Enfin, on l'a regardé comme le premier des hommes dans l'art nouveau de répandre de la lumière et des grâces sur les sciences abstraites, et il a eu du mérite dans tous les autres genres qu'il a traités. Tant de talents ont été soutenus par la connaissance des langues et de l'histoire; et il été, sans contredit, au-dessus de tous les savants qui n'ont pas eu le don de l'invention.

Son Histoire des Oracles, qui n'est qu'un abrégé très-sage et très-modéré de la grande histoire de Van Dale, lui fit une querelle assez violente avec quelques jésuites compilateurs de la Vie des Saints, qui avaient précisément l'esprit des compilateurs. Ils écrivirent à leur manière contre le sentiment raisonnable de Van Dale et de Fontenelle. Le philosophe de Paris ne répondit point*; mais son ami, le savant Basnage, philosophe de Hollande, répondit, et le livre des compilateurs ne fut pas lu. Plusieurs années après, le jésuite Le Tellier, confesseur de Louis XIV, ce malheureux auteur de toutes les querelles qui ont produit tant de mal et tant de ridicule en France, déféra Fontenelle à Louis XIV, comme un athée, et rappela l'allégorie de Méro et d'Énégu. Marc-René de Paulmi, marquis d'Argenson, alors lieutenant de police, et depuis garde des sceaux, écarta la persécution qui allait éclater contre Fontenelle, et ce philosophe le fait assez entendre dans l'éloge du garde des sceaux d'Argenson, prononcé dans l'Académie des sciences. Cette anecdote est plus curieuse que tout ce qu'a dit l'abbé Trublet de Fontenelle. Mort le 9 janvier 1757, âgé de cent ans moins un mois et deux jours.

VOLTAIRE.

Basnage pressa longtemps Fontenelle de répondre à Baltus: « Mon parti est pris, répondit Fontenelle, je ne répondrai point au livre du jésuite; je con« sens que le diable ait été prophète, puisque Baltus le veut, et qu'il trouve « cela plus orthodoxe. »
===============
* _Exercice A_:
Répondez à ces questions d'après le texte sur Fontenelle :
(i) Quel ouvrage de Fontenelle est un abrégé de la grande histoire de Van Dale ?
(ii) Qui répondit aux jésuites compilateurs à la place de Fontenelle ?
(iii) À quelle date Fontenelle est-il mort ?
* _Exercice B_: Réécrivez le passage du texte sur Fontenelle allant de « Enfin, on l'a » jusqu'à « don de l'invention. », en remplaçant « talents » par « dons ».
* _Exercice C_: Traduisez en anglais cette phrase du texte sur Fontenelle : « Cette anecdote est plus curieuse que tout ce qu'a dit l'abbé Trublet de Fontenelle. »
===============
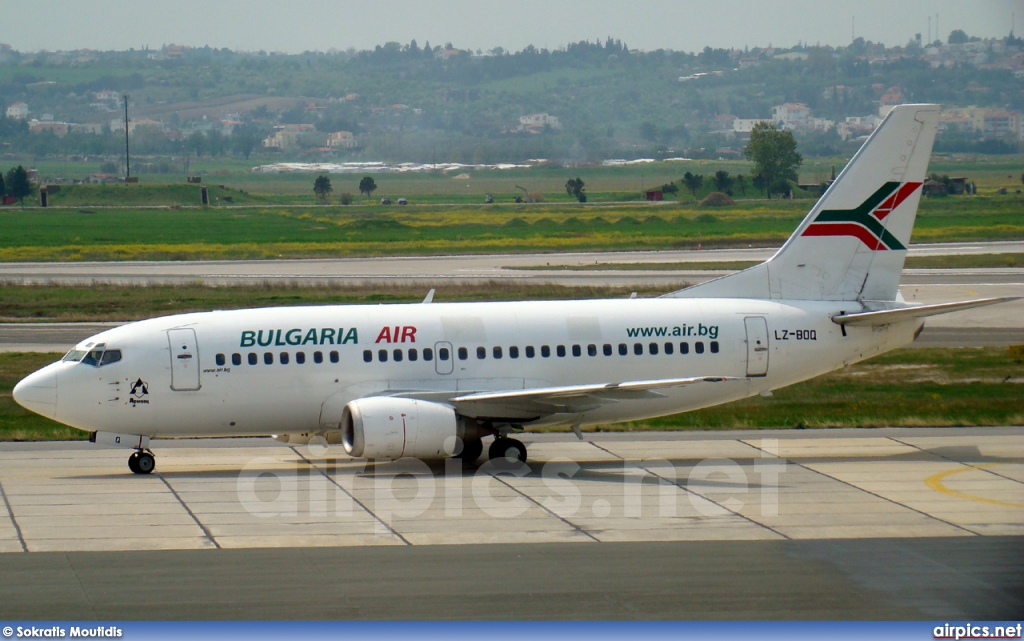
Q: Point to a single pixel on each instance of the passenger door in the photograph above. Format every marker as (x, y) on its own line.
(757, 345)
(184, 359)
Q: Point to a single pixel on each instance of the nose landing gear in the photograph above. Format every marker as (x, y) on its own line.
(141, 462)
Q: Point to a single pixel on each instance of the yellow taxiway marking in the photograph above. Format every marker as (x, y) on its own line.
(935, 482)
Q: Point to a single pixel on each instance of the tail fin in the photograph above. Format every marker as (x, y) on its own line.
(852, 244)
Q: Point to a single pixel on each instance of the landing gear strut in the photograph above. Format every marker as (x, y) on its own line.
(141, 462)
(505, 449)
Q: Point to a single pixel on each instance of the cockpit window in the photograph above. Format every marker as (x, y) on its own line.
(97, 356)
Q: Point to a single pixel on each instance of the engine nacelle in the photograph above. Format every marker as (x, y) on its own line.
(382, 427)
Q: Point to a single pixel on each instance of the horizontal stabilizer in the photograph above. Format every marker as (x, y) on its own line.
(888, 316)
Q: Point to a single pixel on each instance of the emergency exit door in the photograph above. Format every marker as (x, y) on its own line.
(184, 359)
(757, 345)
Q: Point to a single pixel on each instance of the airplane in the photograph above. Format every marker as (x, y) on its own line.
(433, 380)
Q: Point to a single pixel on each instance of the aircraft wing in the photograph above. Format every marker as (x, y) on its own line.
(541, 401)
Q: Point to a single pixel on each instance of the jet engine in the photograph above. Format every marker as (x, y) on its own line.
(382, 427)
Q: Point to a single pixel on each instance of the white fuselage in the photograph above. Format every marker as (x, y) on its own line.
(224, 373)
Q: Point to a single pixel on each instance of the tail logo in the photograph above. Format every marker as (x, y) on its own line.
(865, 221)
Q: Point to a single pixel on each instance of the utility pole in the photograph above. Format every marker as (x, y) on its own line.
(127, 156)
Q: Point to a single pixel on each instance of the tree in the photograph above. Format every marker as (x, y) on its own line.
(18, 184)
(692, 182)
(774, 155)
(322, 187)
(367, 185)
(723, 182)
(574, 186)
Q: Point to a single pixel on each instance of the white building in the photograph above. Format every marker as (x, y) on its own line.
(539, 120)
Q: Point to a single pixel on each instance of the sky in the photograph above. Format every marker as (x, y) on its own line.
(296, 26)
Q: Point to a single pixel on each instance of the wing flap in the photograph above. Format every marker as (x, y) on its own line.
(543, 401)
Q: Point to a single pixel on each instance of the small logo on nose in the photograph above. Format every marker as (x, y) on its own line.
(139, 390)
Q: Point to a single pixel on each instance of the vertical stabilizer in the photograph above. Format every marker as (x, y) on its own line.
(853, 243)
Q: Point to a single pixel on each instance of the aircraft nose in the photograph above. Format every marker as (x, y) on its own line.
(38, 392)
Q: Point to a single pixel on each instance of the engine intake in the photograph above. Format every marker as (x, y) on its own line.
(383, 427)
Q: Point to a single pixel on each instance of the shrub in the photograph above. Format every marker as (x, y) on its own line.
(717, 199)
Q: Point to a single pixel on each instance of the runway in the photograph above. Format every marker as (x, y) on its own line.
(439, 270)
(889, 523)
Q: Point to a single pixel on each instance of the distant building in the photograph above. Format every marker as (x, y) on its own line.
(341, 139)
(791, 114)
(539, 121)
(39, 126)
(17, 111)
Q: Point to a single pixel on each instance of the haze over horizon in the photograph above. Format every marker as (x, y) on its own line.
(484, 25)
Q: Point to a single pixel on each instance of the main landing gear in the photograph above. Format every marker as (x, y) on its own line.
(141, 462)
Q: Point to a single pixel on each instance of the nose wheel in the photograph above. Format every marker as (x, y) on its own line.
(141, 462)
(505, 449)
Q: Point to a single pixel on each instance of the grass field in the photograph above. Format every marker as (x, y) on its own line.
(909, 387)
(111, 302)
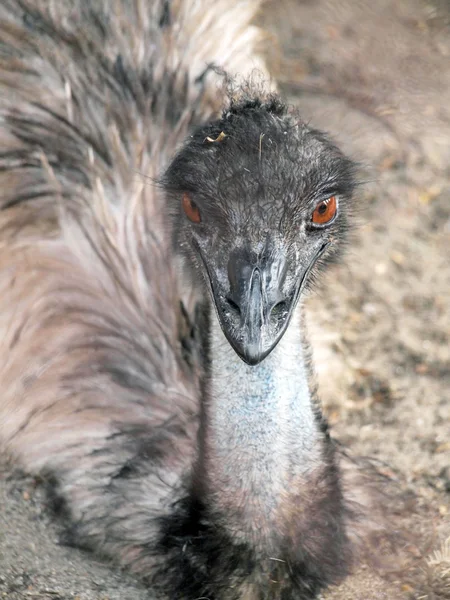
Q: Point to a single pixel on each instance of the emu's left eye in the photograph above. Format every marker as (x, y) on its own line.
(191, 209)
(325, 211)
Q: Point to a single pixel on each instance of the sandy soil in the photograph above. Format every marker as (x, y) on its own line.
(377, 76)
===============
* _Réponse attendue A_:
(i) Son Histoire des Oracles.
(ii) Le savant Basnage, philosophe de Hollande.
(iii) Le 9 janvier 1757.

* _Réponse attendue B_:
Enfin, on l'a regardé comme le premier des hommes dans l'art nouveau de répandre de la lumière et des grâces sur les sciences abstraites, et il a eu du mérite dans tous les autres genres qu'il a traités. Tant de dons ont été soutenus par la connaissance des langues et de l'histoire; et il été, sans contredit, au-dessus de tous les savants qui n'ont pas eu le don de l'invention.

* _Réponse attendue C_: This anecdote is more curious than anything the Abbé Trublet has said about Fontenelle.